• **Listed entries**
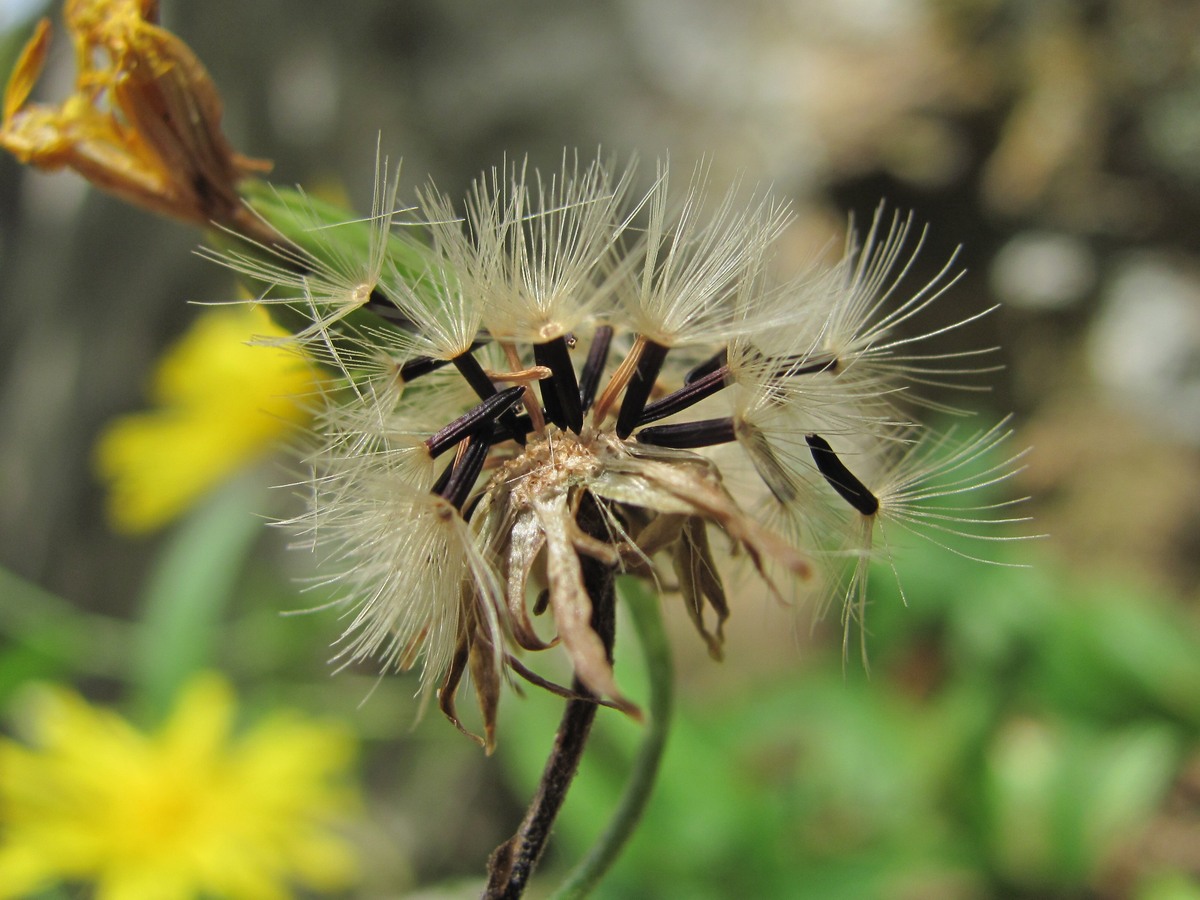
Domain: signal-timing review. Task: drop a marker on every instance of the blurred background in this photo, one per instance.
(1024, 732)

...

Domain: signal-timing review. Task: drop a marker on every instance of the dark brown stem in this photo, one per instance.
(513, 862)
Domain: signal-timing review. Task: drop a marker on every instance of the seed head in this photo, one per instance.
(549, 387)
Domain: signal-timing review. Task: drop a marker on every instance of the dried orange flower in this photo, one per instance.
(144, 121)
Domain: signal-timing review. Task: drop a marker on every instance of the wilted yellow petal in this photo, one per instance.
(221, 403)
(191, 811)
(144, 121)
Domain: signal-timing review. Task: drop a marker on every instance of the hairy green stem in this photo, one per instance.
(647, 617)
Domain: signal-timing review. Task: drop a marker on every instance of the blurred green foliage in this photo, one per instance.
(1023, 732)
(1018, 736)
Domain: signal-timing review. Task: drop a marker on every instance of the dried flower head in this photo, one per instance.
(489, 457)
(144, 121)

• **Objective**
Starting with the line that contains "background in this photo, one per instance." and going on through the line that contains "(1024, 732)", copy those lines word for word, including both end lines.

• **Solved exercise**
Domain: signal-timing review. Task: drop a marker on every instance of the blurred background in this photo, one per instance.
(1024, 732)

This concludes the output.